**EXERCISE GOAL**
With the records in front of you, set every one of them down exactly.

**PROVIDED DATA**
◇ ◇ ◇ ◇ ◇

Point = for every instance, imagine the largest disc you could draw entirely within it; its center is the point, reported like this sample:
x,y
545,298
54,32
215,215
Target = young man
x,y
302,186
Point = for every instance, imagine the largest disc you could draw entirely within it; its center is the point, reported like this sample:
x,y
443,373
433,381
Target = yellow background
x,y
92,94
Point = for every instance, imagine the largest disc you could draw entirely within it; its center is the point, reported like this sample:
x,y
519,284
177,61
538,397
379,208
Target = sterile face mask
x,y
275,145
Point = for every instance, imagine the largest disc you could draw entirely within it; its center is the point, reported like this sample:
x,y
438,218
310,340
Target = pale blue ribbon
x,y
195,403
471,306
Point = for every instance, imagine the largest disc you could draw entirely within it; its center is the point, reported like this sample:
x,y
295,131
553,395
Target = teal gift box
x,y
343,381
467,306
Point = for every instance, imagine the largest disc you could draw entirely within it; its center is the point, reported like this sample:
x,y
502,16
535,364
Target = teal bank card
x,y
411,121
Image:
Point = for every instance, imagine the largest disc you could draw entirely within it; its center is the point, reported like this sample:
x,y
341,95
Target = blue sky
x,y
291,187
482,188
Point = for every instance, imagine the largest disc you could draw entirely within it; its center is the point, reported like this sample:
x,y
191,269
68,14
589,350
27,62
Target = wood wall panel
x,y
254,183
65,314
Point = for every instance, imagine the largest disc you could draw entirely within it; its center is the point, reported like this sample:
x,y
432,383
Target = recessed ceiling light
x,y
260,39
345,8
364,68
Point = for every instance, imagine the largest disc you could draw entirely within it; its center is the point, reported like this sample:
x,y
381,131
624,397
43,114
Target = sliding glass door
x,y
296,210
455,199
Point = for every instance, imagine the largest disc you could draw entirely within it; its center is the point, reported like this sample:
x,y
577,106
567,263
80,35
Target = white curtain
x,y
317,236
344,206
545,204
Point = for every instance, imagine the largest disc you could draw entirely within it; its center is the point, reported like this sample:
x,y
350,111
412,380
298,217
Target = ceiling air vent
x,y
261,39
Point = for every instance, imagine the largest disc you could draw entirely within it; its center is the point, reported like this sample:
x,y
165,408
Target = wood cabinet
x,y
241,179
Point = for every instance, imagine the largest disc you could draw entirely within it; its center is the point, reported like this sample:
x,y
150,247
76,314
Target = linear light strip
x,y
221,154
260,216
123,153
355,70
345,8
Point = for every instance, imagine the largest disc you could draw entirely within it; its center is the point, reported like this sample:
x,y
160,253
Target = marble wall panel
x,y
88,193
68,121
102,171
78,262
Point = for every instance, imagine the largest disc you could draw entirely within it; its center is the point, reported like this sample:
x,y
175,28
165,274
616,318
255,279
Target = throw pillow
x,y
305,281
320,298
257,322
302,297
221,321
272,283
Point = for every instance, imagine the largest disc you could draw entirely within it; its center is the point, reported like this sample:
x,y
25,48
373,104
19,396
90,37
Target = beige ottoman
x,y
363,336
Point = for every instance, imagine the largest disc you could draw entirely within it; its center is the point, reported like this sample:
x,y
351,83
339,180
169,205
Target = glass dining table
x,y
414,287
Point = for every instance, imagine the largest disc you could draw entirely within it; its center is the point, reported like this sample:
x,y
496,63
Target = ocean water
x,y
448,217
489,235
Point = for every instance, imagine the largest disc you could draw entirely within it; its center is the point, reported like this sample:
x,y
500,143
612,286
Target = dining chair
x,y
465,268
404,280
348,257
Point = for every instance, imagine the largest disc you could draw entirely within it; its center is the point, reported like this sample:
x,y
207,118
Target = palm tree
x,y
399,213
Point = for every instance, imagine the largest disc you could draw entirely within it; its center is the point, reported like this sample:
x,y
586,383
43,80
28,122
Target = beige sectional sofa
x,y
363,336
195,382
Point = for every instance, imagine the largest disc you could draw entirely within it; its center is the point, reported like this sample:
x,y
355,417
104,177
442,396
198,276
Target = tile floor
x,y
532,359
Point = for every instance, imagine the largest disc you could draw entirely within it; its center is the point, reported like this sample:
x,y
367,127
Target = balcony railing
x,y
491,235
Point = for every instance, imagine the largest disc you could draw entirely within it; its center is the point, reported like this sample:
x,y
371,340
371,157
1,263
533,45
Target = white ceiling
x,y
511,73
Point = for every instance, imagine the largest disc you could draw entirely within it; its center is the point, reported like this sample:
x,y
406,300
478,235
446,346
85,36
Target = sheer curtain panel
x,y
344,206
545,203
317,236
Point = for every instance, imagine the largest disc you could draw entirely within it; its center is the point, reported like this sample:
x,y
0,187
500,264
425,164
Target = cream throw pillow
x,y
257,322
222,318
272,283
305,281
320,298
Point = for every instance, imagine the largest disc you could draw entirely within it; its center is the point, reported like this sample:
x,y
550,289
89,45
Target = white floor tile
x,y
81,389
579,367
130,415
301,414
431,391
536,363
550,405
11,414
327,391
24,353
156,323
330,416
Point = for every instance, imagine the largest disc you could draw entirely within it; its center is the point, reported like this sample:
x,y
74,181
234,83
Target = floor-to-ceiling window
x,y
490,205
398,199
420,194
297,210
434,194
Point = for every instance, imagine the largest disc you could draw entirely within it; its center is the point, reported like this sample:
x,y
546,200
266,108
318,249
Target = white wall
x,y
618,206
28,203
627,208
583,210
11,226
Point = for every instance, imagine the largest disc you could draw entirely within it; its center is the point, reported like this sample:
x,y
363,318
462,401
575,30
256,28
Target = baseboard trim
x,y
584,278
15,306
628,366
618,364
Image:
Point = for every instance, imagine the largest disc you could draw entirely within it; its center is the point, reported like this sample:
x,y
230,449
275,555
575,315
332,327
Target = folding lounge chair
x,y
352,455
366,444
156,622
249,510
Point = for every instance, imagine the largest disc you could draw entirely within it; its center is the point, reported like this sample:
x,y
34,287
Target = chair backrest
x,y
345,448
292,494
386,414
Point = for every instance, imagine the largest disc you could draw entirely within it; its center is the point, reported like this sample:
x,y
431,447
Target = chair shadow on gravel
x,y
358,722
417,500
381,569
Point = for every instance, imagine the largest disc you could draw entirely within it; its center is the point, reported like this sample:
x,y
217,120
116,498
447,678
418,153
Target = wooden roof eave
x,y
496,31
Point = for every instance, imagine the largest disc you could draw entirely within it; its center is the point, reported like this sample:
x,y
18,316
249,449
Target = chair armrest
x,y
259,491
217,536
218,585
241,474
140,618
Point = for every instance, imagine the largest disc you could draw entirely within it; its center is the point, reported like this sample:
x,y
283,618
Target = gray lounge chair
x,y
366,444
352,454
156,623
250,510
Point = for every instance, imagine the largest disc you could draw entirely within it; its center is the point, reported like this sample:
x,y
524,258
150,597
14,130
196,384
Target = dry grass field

◇ ◇ ◇ ◇ ◇

**RESULT BELOW**
Point = for every instance, imagine the largest disc you could draw entirely within it; its center is the point, reported like this sample:
x,y
545,298
54,32
215,215
Target = young man
x,y
302,186
Point = for every instance, imagine the largest disc you could draw entirely within it; its center is the point, reported like this sample:
x,y
443,373
433,381
Target = yellow background
x,y
92,94
Point = for every instance, imagine the largest disc you could draw entirely within it; its center is the point, reported like this sample:
x,y
519,284
177,61
538,397
379,208
Target = sterile face mask
x,y
275,145
Point = for every instance, imagine the largest disc you could draw entirely within it; its center is the point, reported like this sample:
x,y
438,218
310,340
Target = pale blue ribbon
x,y
195,403
471,306
Point = for every instance, imagine the largest disc you could draw entirely within it; its center is the point, reported like this sample:
x,y
295,131
553,395
Target = teal gift box
x,y
343,381
467,306
Point = for every instance, imagine the largest disc you could draw entirely within it; its center is the point, reported like this sample:
x,y
502,16
535,364
Target = teal bank card
x,y
411,121
Image:
Point = for every instance, imagine the largest disc you could draw entirely within it; its center is the point, reported like this sample:
x,y
341,95
Target = blue sky
x,y
291,187
482,188
Point = for every instance, imagine the largest disc you could draw entirely within it; its center is the point, reported like this sample:
x,y
191,269
68,14
589,350
27,62
Target = wood wall panel
x,y
254,183
65,314
Point = for every instance, imagine the largest disc you could draw entirely within it; its center is the point, reported like this sample:
x,y
432,383
Target = recessed ceiling light
x,y
260,39
345,8
364,68
Point = for every instance, imagine the largest disc you could draw entirely within it; its center is the point, reported like this sample:
x,y
381,131
624,397
43,114
Target = sliding glass door
x,y
296,210
455,199
Point = for every instance, imagine the largest disc you could draw entirely within it; its center is the point, reported like this sample:
x,y
577,106
567,263
80,35
Target = white curtain
x,y
317,236
344,206
545,204
Point = for every instance, imagine the largest disc you could draw entirely within it; its center is the point, reported like this sample:
x,y
350,111
412,380
298,217
Target = ceiling air vent
x,y
261,39
Point = for every instance, imagine the largest disc you could draw entirely within it; its center is the point, reported like this sample:
x,y
165,408
Target = wood cabinet
x,y
241,179
Point = for every instance, imagine the largest disc you could draw entirely within it; its center is the point, reported like this sample:
x,y
150,247
76,314
Target = linear light strip
x,y
221,154
260,216
123,153
355,70
345,8
Point = for every instance, imagine the largest disc you could draw entirely within it; its center is the point, reported like this sample:
x,y
160,253
Target = marble wall panel
x,y
88,193
68,121
102,171
78,262
Point = for every instance, imagine the largest disc you could draw entirely within it; its center is the point, reported like this sample:
x,y
175,28
165,274
616,318
255,279
Target = throw pillow
x,y
305,281
320,298
257,322
302,297
221,321
272,283
Point = for every instance, imagine the largest disc you could draw entirely within it; its center is the point, reported like this sample:
x,y
25,48
373,104
19,396
90,37
Target = beige ottoman
x,y
363,336
Point = for every instance, imagine the largest disc you could draw entirely within it; its center is the point, reported like this sample:
x,y
351,83
339,180
169,205
Target = glass dining table
x,y
414,287
Point = for every instance, imagine the largest disc you could draw entirely within it; its center is the point, reported like this sample:
x,y
496,63
Target = ocean water
x,y
448,217
489,235
Point = for every instance, imagine the largest disc you could draw entirely within it; its center is the point, reported like this sample:
x,y
500,143
612,286
Target = dining chair
x,y
465,268
404,280
348,257
Point = for every instance, imagine the largest disc you could draw entirely within it; its center is the point, reported like this sample:
x,y
207,118
Target = palm tree
x,y
399,213
Point = for every instance, imagine the largest disc you could draw entirely within it; its center is the point, reported like this sample:
x,y
586,383
43,80
28,122
Target = beige sectional sofa
x,y
363,336
195,382
Point = for every instance, imagine the largest disc you could draw entirely within it; its center is the point, reported like this sample:
x,y
355,417
104,177
442,396
198,276
Target = tile floor
x,y
532,359
Point = for every instance, imagine the largest disc you could draw entirely within it; its center is the point, reported like this sample:
x,y
367,127
Target = balcony railing
x,y
491,235
Point = for every instance, imagine the largest disc you could draw entirely within it; its center is the point, reported like this sample:
x,y
371,340
371,157
1,263
533,45
Target = white ceiling
x,y
511,73
Point = for every instance, imagine the largest disc you could draw entirely within it; its center is the point, reported like this sample:
x,y
406,300
478,235
446,346
85,36
Target = sheer curtain panel
x,y
344,206
545,203
317,236
Point = for every instance, imagine the largest disc you could draw entirely within it; its center is the point, reported like this sample:
x,y
0,187
500,264
425,164
Target = cream throw pillow
x,y
257,322
222,318
272,283
305,281
320,298
Point = for every instance, imagine the largest disc you could draw entirely within it; its center is the point, reported like this sample:
x,y
550,289
89,45
Target = white floor tile
x,y
81,389
579,367
130,415
301,414
431,391
536,363
550,405
11,414
327,391
24,353
156,323
330,416
Point = for every instance, imagine the largest disc you could draw entirely within it; its center is the point, reported like this sample:
x,y
74,181
234,83
Target = floor-to-ceiling window
x,y
490,205
398,199
420,194
297,210
434,194
Point = for every instance, imagine the largest disc you could draw entirely within it; its center is the point, reported like this sample:
x,y
546,200
266,108
318,249
Target = white wall
x,y
618,206
28,203
627,208
583,210
11,226
Point = for every instance, imagine the largest disc you could draw entirely within it; its center is the point, reported like this sample:
x,y
363,318
462,401
575,30
256,28
Target = baseboard trim
x,y
584,278
15,306
628,366
618,364
Image:
Point = for every instance, imagine the largest disc you could draw entirely within it; its center is the point, reported like this sample:
x,y
230,449
275,555
575,315
332,327
Target = folding lounge chair
x,y
352,455
366,444
156,622
249,510
Point = for every instance, imagine the largest disc you could draw entirely within it; its center is the point, reported like this sample:
x,y
34,287
Target = chair backrest
x,y
345,448
292,494
386,414
Point = for every instance, imagine the largest disc you could draw entirely within it; its center is the point, reported like this sample:
x,y
431,447
Target = chair shadow on gravel
x,y
358,722
417,500
381,569
Point = for every instance, imagine the largest disc you could draw entirely within it; its center is the point, reported like this sample:
x,y
217,120
116,498
447,678
418,153
Target = wooden roof eave
x,y
496,31
Point = for every instance, imagine the largest disc you could draw entirely within it; its center is the point, reported like this sample:
x,y
18,316
249,449
Target = chair armrest
x,y
259,491
217,536
218,585
241,474
140,618
Point = for every instance, imagine the largest disc you could draw entirely within it; its center is the point, reported like this sample:
x,y
283,618
Target = gray lounge chair
x,y
366,444
352,454
156,623
250,510
Point = for every instance, imagine the largest disc you could draw entirely within it; its center is the point, reported like this sample:
x,y
524,258
150,597
14,130
196,384
Target = dry grass field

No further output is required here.